» TASK REQUIREMENTS:
[a] Copy out the passage from the blog post about Running a Thousand Miles for Freedom, starting at "It is interesting" and ending at "share your thoughts.".
[b] According to the blog post about Running a Thousand Miles for Freedom, how many reverends' sermons does Craft quote from?
[c] Carry on writing the blog post about Running a Thousand Miles for Freedom, beginning right after its final sentence.

━━ SELECTED EXTRACT

Running a Thousand Miles for Freedom

Running a Thousand Miles for Freedom

 A few weeks ago, I wrote a blog called The Climax of All Misnomers and a blog called The Soul’s Complaint.  In both of these blogs, I generously quoted from the slave narrative of Frederick Douglass.  My reasoning for doing so is as follows:

Since I’m in the middle of a blog series on Thomas G. Long’s book, What Shall We Say? Evil, Suffering, and the Crisis of Faith, the inclusion of Frederick Douglass’s crisis of faith is worthwhile.  Douglass writes that he is “almost ready to ask” the hard questions, but in writing them, he does ask them, although he doesn’t seek answers to those questions in his writing.  Oh what I wouldn’t give to borrow the pen of Frederick Douglass in this particular blog series!  He was a brilliant man, and like Christ, acquainted with sorrows.

Here I would like to offer a different point of view.  Running a Thousand Miles for Freedom is a slave narrative by William and Ellen Craft.

The narratives of both Douglass and Craft utilize personal testimony and scripture to expose the corrupt nature of the system of slavery by demonstrating how the professed religion of slaveholders differs from true religion.  The former is practiced word only; the latter is practiced in both word and deed. Douglass and Craft differ in their personal interpretation and application of true religion.  For example, in light of suffering and grief, Douglass punctuates his narrative with questions of theodicy, asking, “Does a righteous God govern the universe? and for what does he hold the thunders in his right hand, if not to smite the oppressor, and deliver the spoiled out of the hand of the spoiler?” Craft, on the other hand, consistently looks toward the justice of God with bold certainty.  He writes, “I must leave [heartless tyrants] in the hands of an all-wise and just God, who will, in his own good time, and in his own way, avenge the wrongs of his oppressed people.”  Craft is more methodical in his response to the religious hypocrisy of proponents of slavery in that he uses their own hate-filled religious rhetoric against them.  He quotes from the sermons of nine reverends who strongly defend the passing of the Fugitive Slave Bill and skillfully responds with both logic and scripture.  Craft politely concludes, “I must now leave the reverend gentlemen in the hands of Him who knows best how to deal with a recreant ministry.”

It is interesting that Douglass and the Crafts, despite their similar experiences, approach the problem of theodicy so differently.  Why do you think this is?  Is one approach better than the other?  Why or why not?  Please feel free to share your thoughts.

━━━━
━━ STORED ROWS

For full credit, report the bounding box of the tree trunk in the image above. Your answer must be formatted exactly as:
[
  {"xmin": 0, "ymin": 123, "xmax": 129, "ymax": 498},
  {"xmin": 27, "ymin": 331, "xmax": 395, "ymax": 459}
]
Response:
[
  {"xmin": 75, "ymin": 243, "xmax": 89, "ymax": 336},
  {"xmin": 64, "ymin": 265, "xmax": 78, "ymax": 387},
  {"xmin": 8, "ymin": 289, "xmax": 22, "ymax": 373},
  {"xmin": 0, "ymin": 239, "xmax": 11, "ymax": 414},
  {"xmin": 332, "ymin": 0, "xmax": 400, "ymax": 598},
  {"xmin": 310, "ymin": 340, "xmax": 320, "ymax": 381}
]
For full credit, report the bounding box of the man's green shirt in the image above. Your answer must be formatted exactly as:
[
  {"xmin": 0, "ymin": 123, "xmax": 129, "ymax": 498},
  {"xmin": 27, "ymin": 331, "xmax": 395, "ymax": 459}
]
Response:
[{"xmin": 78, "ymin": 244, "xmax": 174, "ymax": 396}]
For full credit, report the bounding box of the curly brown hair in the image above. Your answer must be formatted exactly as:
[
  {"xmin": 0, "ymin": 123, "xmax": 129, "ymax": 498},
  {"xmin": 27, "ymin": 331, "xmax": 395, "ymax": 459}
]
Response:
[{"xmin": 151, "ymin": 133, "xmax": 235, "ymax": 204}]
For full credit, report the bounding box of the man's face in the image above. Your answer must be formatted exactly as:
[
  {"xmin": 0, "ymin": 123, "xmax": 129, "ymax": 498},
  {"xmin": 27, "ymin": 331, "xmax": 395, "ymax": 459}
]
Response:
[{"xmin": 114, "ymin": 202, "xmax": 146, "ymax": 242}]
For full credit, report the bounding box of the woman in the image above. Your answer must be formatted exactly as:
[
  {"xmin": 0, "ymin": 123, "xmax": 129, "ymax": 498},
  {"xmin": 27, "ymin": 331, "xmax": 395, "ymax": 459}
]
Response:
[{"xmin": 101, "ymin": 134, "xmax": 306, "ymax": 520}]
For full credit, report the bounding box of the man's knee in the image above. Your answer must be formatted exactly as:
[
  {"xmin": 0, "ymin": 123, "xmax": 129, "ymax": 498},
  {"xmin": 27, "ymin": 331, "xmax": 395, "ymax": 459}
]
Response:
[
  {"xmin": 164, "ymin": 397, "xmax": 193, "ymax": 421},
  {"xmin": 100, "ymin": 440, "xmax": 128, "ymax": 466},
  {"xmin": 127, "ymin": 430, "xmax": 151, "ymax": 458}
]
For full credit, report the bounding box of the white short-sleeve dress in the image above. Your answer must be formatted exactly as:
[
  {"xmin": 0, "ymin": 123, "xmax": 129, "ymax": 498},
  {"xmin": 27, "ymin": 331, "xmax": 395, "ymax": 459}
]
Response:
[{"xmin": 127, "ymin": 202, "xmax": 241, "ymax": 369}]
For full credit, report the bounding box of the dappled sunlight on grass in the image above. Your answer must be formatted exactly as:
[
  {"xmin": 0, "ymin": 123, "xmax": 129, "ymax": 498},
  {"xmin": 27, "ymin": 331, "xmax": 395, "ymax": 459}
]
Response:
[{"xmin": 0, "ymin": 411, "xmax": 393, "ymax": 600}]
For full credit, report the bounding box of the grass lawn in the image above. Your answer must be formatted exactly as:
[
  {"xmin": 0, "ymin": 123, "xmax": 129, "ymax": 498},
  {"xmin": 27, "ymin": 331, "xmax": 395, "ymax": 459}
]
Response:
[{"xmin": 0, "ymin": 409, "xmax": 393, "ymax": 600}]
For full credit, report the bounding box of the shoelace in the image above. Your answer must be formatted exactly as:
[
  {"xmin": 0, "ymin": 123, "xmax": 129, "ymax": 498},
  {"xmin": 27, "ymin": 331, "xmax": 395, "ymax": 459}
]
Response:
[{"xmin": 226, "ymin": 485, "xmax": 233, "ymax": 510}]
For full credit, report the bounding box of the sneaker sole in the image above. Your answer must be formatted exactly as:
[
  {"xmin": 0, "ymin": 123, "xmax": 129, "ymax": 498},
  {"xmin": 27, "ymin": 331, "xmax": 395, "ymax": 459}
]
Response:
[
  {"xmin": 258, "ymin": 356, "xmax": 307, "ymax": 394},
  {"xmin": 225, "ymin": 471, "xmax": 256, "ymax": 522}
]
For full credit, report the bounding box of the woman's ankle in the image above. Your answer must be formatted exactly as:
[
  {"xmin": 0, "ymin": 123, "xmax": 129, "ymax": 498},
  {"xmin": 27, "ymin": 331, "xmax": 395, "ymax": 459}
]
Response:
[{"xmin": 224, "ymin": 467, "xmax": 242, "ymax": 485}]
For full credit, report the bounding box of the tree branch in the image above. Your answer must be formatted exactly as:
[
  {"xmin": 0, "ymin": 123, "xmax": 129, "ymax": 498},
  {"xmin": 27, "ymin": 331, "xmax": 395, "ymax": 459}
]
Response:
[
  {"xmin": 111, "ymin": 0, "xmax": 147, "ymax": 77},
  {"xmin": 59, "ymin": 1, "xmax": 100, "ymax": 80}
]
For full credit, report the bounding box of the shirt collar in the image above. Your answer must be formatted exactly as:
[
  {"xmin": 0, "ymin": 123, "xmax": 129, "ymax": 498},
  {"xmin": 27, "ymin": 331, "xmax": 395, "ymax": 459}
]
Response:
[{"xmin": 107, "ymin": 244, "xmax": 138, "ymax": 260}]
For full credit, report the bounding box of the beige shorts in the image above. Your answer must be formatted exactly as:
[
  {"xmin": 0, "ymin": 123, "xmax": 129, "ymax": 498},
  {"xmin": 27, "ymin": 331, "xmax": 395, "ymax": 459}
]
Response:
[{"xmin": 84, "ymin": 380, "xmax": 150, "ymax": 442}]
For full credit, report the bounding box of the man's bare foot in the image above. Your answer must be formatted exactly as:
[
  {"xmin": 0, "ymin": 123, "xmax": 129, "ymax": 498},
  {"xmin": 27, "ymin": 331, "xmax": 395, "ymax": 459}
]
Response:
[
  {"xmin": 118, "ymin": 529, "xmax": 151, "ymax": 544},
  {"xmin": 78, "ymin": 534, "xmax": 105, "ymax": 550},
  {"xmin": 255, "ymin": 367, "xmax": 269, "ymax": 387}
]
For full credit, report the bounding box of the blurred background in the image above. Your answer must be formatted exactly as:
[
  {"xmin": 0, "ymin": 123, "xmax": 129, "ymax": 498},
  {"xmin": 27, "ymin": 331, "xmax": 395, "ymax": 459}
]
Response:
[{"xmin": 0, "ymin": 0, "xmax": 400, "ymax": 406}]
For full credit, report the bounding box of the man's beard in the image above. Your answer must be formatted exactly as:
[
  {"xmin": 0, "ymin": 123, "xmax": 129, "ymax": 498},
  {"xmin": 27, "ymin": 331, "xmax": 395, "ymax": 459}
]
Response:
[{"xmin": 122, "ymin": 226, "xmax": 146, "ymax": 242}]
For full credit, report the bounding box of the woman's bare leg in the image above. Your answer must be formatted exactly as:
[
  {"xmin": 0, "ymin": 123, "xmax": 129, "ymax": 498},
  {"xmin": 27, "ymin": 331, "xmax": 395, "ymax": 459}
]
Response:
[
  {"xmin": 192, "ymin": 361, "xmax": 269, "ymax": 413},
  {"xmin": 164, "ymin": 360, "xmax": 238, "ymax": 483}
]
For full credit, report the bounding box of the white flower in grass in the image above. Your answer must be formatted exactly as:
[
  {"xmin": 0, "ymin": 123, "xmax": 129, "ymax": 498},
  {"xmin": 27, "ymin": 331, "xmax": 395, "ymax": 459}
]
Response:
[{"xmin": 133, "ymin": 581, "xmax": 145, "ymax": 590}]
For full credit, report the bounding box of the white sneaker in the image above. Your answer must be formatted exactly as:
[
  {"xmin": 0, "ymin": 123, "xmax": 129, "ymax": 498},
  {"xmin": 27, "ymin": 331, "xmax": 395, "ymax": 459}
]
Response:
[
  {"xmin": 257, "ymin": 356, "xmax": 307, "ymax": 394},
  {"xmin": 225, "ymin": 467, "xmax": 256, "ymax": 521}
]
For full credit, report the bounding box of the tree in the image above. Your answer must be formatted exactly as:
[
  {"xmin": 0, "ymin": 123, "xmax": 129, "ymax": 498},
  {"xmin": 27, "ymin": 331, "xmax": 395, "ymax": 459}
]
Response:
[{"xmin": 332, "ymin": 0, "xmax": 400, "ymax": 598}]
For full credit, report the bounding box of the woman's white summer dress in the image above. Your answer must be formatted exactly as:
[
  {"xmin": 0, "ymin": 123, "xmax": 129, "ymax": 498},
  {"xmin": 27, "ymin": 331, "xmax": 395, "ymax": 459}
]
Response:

━━━━

» RESPONSES TO THE EXERCISE:
[a]
It is interesting that Douglass and the Crafts, despite their similar experiences, approach the problem of theodicy so differently.  Why do you think this is?  Is one approach better than the other?  Why or why not?  Please feel free to share your thoughts.

[b] Nine.

[c]
*For the purpose of this blog, my focus is theodicy, but I encourage readers to click the link and read Running a Thousand Miles for Freedom in its entirety.  Find out how they pulled off their daring escape by coming up with a very clever plan…

Next blog in this series: David Will Live Again

  • Stephen Helbig October 1, 2012 at 1:34 pm

    WHAT WE BELIEVE GOD TO BE PLAYS A VITAL ROLE IN WHO WE BECOME. ~ Even our lack of belief produces a crop, for nature itself teaches ~ A REAPING AND SOWING PRICIPLE that exists in HIS PROVIDENCE. ~ One can also see that in the LAND SET BEFORE US and given to us by his grace is a providence in the same path ~ We are all on a this similar PATH and we all will seek THE THOUSAND MILES TO FREEDOM. The true reality of this path lies in our understanding of HIS TRUTH that marches on, and unfolds in His providence set before us.. With the questions of theodicy set before us we must revel in His truth ~ for indeed the truth of our God is reality that will set us free. When one suffers it is a lack and we question the very god before us. Whether this suffering is a result of others makes no difference for it is not the end we seek, and even when we wish to spit nails upon the wrongful indignation of others such as slavery we must eventually come to the understanding of our Lord in saying, “Father forgive them for they know NOT what they do.” In doing this we are able to reside in the inheritance our land and true city of peace that passes all understanding. One must keep our God’s goals before us and His plans for the ages set as our sight, ~ Then we will realize that all things are for our making and the end result speaks and is beautiful indeed. For he truly makes all things beautiful in his time. (Eccl. 3: 9-11) ~ “He has made everything beautiful in its time. He has also set eternity in the hearts of men; yet they cannot fathom what God has done from beginning to end. Notice the verse before says, I have seen the travail, which God hath given to the sons of men to be exercised in it. To quote ~ “Therefore the more she contemplated her helpless condition, the more anxious she was to escape from it. So she said, “I think it is almost too much for us to undertake; however, I feel that God is on our side, and with his assistance, notwithstanding all the difficulties, we shall be able to succeed.” End quote. ~ So we ask “what shall be done in the end of days;” ~ and I answer ~ Are you dead that you may live? ~ This is the great mystery of our Life and is parallel to the questions set before us, for without death there can be no resurrection.

    Those who are most like Jesus Christ our Lord, ~ in the scenes of humiliation, will also be most like him in the realms of His Glory. This present evil world and sufferings are the very roads ~ the thousand miles to freedom. They are also the paths to our knowledge and the true knowing ~ subjective and not objective of who God is.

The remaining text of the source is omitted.